To-do list:
[1] In the thread about moving to Spain, how big is the villa the couple found?
[2] From the thread about moving to Spain, print everything from "My wife (U.S" down to "months in Spain?".

# Moving to Spain



## FloridaBrit (Mar 4, 2008)

All,

My wife (U.S Citizen) and I (U.K. Citizen) currently live in Florida, USA, and we are looking into spending 6 - 10 months around the Barcelona area.

I have a few questions:

1) I see that on long term lets you have to pay for the monthly bills, and was wondering what the typical cost for electric, water, air-con are. The villa we have found is 2 years old at around 450 m².

2) I think if we stay less than 6 months we are not liable for any local tax on our earnings? We run a internet based company, so are typically working while in Spain.

3) We have 2 cats that we would like to bring over. Is there any quarantine restrictions?

4) My wife gets a 6 month visa stamped in her passport when she arrives in the U.K. Does that mean she can stay 6 months in Spain?

Thanks for any help.


----------



## FloridaBrit (Mar 4, 2008)

Sorry another 2 questions:

5) By staying 6 months or less you don't become a resident do you? 

6) We are bring our Florida plated car over, and have a insurance company over here that will supply the insurance etc. So as long as we have all the papers we can drive the car for 6 months in Spain without any restrictions?


----------



## Bevdeforges (Nov 16, 2007)

Hi, and welcome to the forum.

Can't help you with the specifics about Spain, but a little on Europe in general.

3. Generally there is no restriction on the cats, other than a recent health certificate. If your vet can't get the form for you, check with a Spanish embassy or consulate in the US. Usually it's a bi-lingual form you have to have filled out a few days before you leave to certify that shots are up to date and the cats are in good shape.

If you get them chipped (useful for going to the UK with them), be sure you check the type of chip. There are two kinds available in the US - one is completely unreadable here in Europe. Make sure the chip is the European standard type.

4. Probably not. The UK is not part of the Schengen agreement, and keeps their own rules for admission. Once you're admitted to a Schengen country, the visa is supposed to carry over (at least for the short term), but generally the best she can get is 3 months (90 days) without a formal visa.

5. Not for US tax purposes. For most countries, you become resident if you stay 183 days out of a tax year (usually a calendar year). But, you'll still have to file US tax returns - and with only 6 months a year out of the country, you won't be able to take advantage of the overseas earned income exclusion.

6. Don't know about the car - though I have seen the odd US-plated car on the roads here. Usually there are inspection procedures to go through. Again, I'd check with the embassy or consulate before you go.
Cheers,
Bev


----------



## Stravinsky (Aug 12, 2007)

In theory if you are not a resident then you can drive your car here for 6 months as long is the car is fully road legal in the country of original registration, i.e. it has to have current road tax and test certificates. After the 6 months is up to a day, if you are caught driving it then in theory you can have the car seized. I'm amazed its worth your while bringing the car over with costs etc. Make sure you keep copies of the shipping documents evidencing date of arrival of the car into Spain in the car with you at all times.
There are rules about what you have to carry here in Spain, such as reflective jackets, spare bulb sets, a separate spare set of glasses if you wear them and all documentation relating to the ownership, legality and insurance on the car.

Electricity is quite expensive here (well, compared to the UK anyway). There are just two of us and in the winter months we pay around €90 - €120 a month + €50 a month in logs Water is only about €40 - €70 a quarter, and thats with a pool. 450 m2 is very large villa!

Again in theory you need to register as a resident here within 30 days if you come here to live, but if you stay under 6 months as a temporary visitor then it should be acceptable. You may find yourself continually explaining your situation if stopped by the police.

After 6 months you enter a grey area and are on dodgy ground as could be considered a resident for tax purposes etc.


----------

Dataset extract:
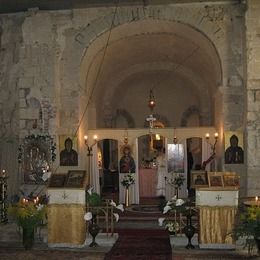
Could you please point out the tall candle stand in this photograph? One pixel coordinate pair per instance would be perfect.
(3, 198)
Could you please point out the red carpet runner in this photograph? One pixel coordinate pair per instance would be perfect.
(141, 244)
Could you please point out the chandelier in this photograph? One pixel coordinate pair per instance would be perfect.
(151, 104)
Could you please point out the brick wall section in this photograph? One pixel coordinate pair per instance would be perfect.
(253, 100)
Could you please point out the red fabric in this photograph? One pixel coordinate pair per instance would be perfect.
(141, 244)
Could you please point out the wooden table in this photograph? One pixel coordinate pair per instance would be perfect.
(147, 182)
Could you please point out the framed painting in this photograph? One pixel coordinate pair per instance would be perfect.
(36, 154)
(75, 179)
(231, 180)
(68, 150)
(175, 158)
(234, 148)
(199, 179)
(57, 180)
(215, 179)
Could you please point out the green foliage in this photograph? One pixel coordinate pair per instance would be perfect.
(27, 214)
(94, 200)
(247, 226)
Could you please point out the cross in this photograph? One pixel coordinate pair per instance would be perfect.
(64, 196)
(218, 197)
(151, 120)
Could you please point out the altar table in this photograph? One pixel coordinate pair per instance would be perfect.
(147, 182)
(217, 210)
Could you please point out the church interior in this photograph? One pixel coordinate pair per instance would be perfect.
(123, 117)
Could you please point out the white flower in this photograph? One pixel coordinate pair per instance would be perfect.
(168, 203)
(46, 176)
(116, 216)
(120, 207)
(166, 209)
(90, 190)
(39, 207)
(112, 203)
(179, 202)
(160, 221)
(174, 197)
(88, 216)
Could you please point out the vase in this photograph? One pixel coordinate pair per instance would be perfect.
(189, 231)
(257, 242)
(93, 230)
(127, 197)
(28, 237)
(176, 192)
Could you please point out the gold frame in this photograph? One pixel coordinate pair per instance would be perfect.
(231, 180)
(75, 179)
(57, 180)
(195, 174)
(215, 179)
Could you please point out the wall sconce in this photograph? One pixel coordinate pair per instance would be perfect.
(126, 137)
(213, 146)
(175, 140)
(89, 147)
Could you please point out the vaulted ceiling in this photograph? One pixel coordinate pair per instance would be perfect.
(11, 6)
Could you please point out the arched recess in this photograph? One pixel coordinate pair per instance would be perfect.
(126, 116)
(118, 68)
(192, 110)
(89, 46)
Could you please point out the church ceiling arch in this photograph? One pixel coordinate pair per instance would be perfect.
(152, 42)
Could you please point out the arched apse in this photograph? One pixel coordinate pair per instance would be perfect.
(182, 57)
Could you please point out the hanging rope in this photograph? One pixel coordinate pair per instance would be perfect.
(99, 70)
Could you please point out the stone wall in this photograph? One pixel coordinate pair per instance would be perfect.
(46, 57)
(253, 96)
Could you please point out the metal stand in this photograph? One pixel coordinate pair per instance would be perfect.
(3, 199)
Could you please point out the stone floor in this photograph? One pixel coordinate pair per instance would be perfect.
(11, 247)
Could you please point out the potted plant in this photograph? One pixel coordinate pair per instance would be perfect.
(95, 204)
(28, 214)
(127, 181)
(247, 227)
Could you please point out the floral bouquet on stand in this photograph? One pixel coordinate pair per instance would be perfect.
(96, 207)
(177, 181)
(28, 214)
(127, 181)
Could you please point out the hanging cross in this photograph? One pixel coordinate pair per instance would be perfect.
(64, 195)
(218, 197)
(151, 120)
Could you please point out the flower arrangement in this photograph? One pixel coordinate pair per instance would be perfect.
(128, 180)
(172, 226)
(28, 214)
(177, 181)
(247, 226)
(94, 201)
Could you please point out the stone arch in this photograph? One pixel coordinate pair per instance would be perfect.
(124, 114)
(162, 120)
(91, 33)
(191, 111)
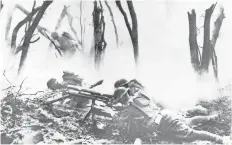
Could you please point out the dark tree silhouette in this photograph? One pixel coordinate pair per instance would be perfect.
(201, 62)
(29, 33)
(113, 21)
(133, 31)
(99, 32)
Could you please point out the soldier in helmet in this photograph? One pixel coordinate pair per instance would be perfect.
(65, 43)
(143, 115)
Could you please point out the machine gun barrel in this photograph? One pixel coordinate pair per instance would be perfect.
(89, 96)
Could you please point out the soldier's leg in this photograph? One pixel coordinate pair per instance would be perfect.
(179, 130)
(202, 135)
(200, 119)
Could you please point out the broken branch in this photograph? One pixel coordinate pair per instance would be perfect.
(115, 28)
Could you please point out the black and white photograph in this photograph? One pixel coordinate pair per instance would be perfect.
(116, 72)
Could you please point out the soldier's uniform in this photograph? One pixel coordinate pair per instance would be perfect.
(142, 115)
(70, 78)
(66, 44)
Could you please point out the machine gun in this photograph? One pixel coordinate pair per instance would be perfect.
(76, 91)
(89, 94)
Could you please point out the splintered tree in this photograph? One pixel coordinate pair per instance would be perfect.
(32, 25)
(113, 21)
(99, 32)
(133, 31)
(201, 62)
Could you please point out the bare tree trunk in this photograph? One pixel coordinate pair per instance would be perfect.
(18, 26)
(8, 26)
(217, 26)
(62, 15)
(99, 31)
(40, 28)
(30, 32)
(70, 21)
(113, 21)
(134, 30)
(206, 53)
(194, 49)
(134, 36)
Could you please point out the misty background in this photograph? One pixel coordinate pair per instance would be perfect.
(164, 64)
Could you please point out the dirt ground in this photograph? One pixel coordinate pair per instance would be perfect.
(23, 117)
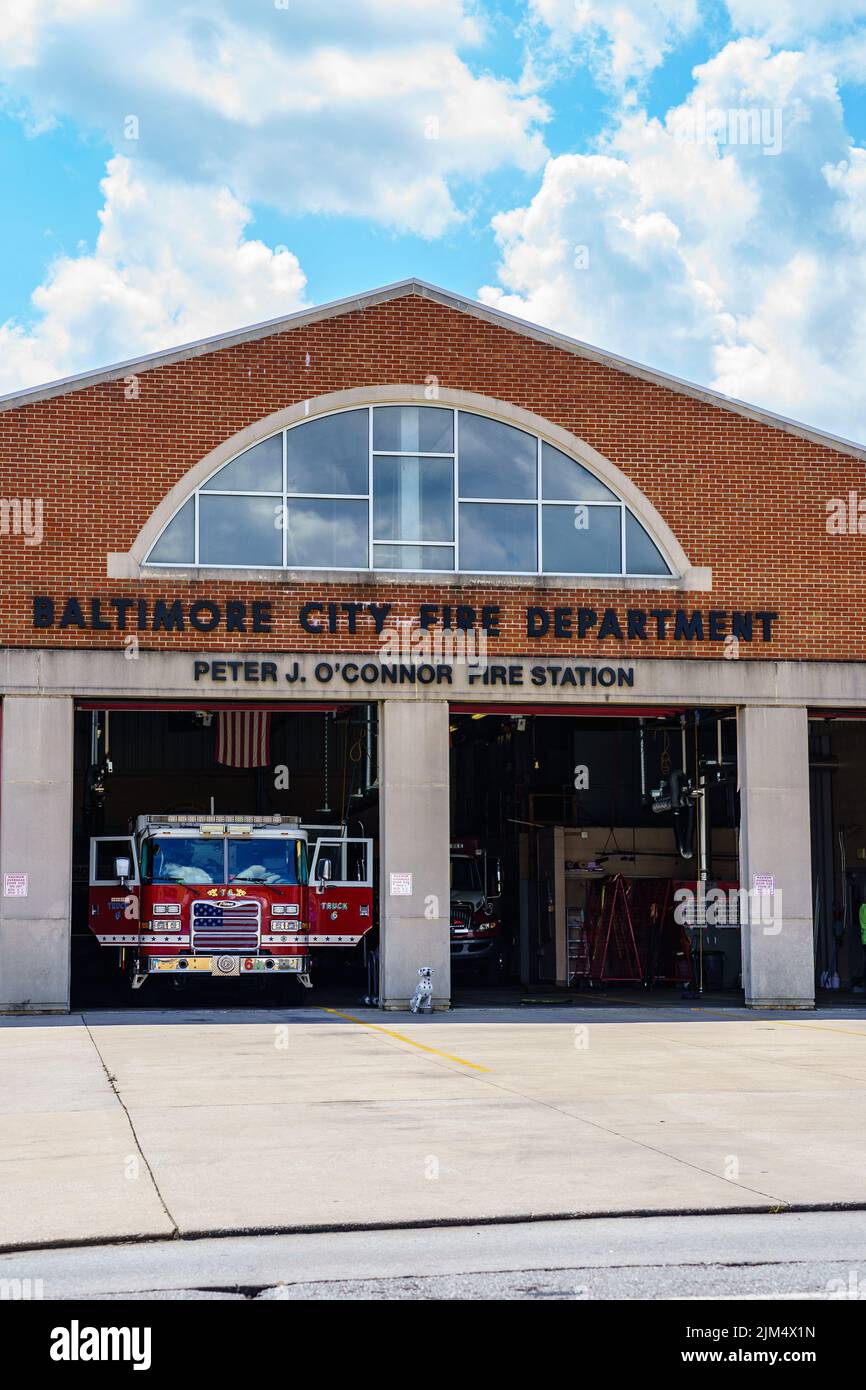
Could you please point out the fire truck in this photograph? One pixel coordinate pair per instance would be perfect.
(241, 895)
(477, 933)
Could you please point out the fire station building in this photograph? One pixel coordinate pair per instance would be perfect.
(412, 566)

--

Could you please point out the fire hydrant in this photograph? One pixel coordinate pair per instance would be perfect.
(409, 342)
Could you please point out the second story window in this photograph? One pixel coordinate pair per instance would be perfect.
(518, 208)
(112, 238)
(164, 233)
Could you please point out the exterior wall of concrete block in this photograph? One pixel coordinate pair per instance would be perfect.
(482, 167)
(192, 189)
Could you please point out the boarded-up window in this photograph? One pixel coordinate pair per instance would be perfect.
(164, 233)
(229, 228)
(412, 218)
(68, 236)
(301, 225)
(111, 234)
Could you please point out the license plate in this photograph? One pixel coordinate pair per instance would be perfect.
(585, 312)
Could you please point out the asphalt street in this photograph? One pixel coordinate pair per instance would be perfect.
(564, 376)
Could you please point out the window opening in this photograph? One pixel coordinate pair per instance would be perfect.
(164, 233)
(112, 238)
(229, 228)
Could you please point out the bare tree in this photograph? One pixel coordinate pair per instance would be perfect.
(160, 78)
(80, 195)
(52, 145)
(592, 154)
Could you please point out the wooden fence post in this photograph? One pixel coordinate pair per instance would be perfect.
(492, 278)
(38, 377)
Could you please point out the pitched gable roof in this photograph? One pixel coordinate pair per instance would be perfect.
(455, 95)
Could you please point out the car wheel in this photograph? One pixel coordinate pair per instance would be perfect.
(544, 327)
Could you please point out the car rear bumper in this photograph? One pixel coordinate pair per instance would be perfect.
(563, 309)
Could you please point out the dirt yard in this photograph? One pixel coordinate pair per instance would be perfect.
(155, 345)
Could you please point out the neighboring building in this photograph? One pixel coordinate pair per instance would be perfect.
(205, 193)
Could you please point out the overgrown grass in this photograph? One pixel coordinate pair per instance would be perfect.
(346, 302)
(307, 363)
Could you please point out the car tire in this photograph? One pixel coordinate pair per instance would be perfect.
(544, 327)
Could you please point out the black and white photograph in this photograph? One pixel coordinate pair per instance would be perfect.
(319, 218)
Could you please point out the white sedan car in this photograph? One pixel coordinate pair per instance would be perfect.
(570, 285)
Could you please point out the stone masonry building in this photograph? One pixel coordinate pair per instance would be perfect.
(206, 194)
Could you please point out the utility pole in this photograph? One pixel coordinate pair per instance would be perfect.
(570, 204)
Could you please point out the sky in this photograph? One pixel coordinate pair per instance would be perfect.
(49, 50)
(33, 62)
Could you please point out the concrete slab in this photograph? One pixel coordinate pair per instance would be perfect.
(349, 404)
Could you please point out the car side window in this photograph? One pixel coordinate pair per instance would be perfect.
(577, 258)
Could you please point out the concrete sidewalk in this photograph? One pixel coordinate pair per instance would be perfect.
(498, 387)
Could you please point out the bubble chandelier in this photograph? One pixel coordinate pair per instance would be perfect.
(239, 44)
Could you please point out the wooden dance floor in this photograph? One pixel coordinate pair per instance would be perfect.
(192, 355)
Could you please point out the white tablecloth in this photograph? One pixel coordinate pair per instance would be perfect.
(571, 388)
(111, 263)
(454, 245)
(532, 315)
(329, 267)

Responses in order:
[1] Around 450 m².

[2]
My wife (U.S Citizen) and I (U.K. Citizen) currently live in Florida, USA, and we are looking into spending 6 - 10 months around the Barcelona area.

I have a few questions:

1) I see that on long term lets you have to pay for the monthly bills, and was wondering what the typical cost for electric, water, air-con are. The villa we have found is 2 years old at around 450 m².

2) I think if we stay less than 6 months we are not liable for any local tax on our earnings? We run a internet based company, so are typically working while in Spain.

3) We have 2 cats that we would like to bring over. Is there any quarantine restrictions?

4) My wife gets a 6 month visa stamped in her passport when she arrives in the U.K. Does that mean she can stay 6 months in Spain?